▶ _Exercises_
1. List every provision of the law that the passage about the Seattle hotel-worker law describes.
2. From the passage about the Seattle hotel-worker law, quote the section starting with "But the law" and going on through "striking it down.".

#### Document passage ####

A Seattle law intended to increase low-wage hotel workers’ health care benefits and mandate additional safety and job protections is dead, at least for now.

More than 75 percent of Seattle voters approved Municipal Code ch.14.25 in November.

The law, divided into seven parts, includes a provision requiring hotels with 100 or more guest rooms to provide health-care subsidies to low-wage employees or provide health-care coverage equal to at least a gold-level policy on the Washington Health Care Benefit Exchange.

But the law violates the single-subject rules embedded in the state constitution and the city’s charter, the Washington Court of Appeals said Dec. 24, striking it down.

The rules prohibit state and local lawmakers from enacting laws that have more than one subject.

The law also required hotels to protect employees from on-the-job injuries, including violent assault and sexual harassment by guests. It granted job security protections to workers during ownership changes.

The law prohibited hotels from interfering with worker rights as detailed in the initiative, and created a private enforcement action for violations.

#### Study material ####

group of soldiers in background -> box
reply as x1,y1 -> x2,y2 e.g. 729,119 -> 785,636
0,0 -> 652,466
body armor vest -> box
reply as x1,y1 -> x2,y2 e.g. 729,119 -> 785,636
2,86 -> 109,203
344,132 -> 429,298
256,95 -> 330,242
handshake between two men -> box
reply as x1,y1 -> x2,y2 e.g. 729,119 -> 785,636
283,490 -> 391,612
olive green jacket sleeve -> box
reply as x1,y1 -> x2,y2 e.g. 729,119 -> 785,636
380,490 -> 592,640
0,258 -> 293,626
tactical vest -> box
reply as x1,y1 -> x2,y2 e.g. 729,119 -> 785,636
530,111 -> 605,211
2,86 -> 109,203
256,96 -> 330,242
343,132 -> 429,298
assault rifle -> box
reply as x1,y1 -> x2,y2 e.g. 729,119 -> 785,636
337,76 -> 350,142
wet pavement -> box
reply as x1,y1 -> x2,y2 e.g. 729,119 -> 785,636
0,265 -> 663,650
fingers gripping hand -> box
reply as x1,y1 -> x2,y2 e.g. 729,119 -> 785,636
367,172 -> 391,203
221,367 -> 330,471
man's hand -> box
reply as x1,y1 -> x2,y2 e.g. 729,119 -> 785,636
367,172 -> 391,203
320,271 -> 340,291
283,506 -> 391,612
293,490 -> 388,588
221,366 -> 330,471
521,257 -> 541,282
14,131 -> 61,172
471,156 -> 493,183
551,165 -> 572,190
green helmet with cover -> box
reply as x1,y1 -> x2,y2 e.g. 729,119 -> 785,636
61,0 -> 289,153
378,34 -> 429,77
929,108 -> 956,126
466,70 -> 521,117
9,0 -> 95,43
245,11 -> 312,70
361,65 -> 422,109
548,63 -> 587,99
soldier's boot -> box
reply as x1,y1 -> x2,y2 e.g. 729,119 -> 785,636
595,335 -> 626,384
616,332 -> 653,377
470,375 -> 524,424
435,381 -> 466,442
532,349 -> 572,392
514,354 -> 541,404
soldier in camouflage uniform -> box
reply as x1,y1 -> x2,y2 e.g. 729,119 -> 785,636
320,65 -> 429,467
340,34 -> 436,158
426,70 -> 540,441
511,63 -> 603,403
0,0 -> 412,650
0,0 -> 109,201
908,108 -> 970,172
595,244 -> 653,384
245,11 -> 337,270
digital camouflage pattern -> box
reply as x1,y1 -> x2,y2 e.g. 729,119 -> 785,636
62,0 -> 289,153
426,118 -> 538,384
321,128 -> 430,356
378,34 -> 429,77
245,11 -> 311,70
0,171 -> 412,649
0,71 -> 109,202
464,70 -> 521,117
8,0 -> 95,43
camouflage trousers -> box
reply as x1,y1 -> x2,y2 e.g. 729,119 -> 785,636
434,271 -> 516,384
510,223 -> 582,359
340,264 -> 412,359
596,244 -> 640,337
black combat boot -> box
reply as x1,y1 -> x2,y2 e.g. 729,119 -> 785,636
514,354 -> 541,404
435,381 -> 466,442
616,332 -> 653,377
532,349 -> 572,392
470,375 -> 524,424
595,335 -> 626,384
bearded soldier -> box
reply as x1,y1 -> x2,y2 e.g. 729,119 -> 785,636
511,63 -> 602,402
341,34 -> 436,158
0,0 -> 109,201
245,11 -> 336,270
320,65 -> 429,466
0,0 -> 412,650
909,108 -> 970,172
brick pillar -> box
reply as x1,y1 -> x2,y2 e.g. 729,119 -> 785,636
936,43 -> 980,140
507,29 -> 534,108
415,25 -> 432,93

####

▶ _Answers to each task_
1.
- Hotels with 100 or more guest rooms must give low-wage employees health-care subsidies or coverage equal to at least a gold-level policy on the Washington Health Care Benefit Exchange.
- Hotels must protect employees from on-the-job injuries, including violent assault and sexual harassment by guests.
- Workers get job security protections during ownership changes.
- Hotels may not interfere with worker rights as detailed in the initiative.
- A private enforcement action exists for violations.

2.
But the law violates the single-subject rules embedded in the state constitution and the city’s charter, the Washington Court of Appeals said Dec. 24, striking it down.